_Tasks to complete_
1 - In the Part 36 offer excerpt, when did the relevant period end?
2 - From the Part 36 offer excerpt, copy the passage from "The Part 36 offer letter" up to and including "about that figure.".

_Source excerpt_

————

The Part 36 offer letter continued by making an offer to settle the entire proceedings on terms that TBL paid £48,290,000 within 14 days of accepting the offer. The settlement sum excluded costs but was stated to be inclusive of interest until the end of the 21-day period provided for in CPR Part 36. The end of the relevant period was 25 May 2020. The letter pointed out the consequences of failing to accept the offer if Rawbank succeeded in obtaining a judgment equal to or more advantageous than the offer. These included the payment of indemnity costs, interest on the principal sum and costs at up to 10% from the end of the relevant period, and an additional amount of 10% of the damages up to £500,000 and 5% of damages awarded about that figure.
This reflected the terms of CPR Rule 36.17(4), which provides that where the judgment ordered against the defendant is at least as advantageous to the claimant as the proposals contained in its Part 36 offer, then
“the court must, unless it considers it unjust to do so, order that the claimant is entitled to (a) interest on the whole or part of any sum of money (excluding interest) awarded, at a rate not exceeding 10% above base rate for some or all of the period starting with the date on which the relevant period expired; (b) costs (including any recoverable pre-action costs) on the indemnity basis from the date on which the relevant period expired; (c) interest on those costs at a rate not exceeding 10% above base rate; and (d) provided that the case has been decided and there has not been a previous order under this subparagraph, an additional amount, which shall not exceed £75,000, calculated by applying the prescribed percentage set out below to an amount which is (i) the sum awarded to the claimant by the court…” (The prescribed percentage is 10% of the first £500,000 and 5% of any amount over that figure.)
In considering whether it would be unjust to make the orders referred to in Rule 36.17(4), the court must take into account all the circumstances of the case, including: (a) the terms of the Part 36 offer; (b) the stage in the proceedings when any Part 36 offer was made, including in particular how long before the trial started the offer was made; (c) the information available to the parties at the time when the Party 36 offer was made; (d) the conduct of the parties with regard to the giving or refusal to give information for the purposes of enabling the offer to be evaluated; and (e) whether the offer was a genuine attempt to settle the proceedings.

————

_Source data_
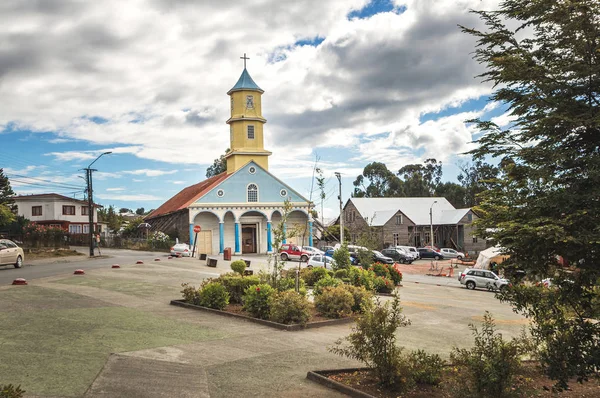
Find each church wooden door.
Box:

————

_Outputs in order_
1 - 25 May 2020

2 -
The Part 36 offer letter continued by making an offer to settle the entire proceedings on terms that TBL paid £48,290,000 within 14 days of accepting the offer. The settlement sum excluded costs but was stated to be inclusive of interest until the end of the 21-day period provided for in CPR Part 36. The end of the relevant period was 25 May 2020. The letter pointed out the consequences of failing to accept the offer if Rawbank succeeded in obtaining a judgment equal to or more advantageous than the offer. These included the payment of indemnity costs, interest on the principal sum and costs at up to 10% from the end of the relevant period, and an additional amount of 10% of the damages up to £500,000 and 5% of damages awarded about that figure.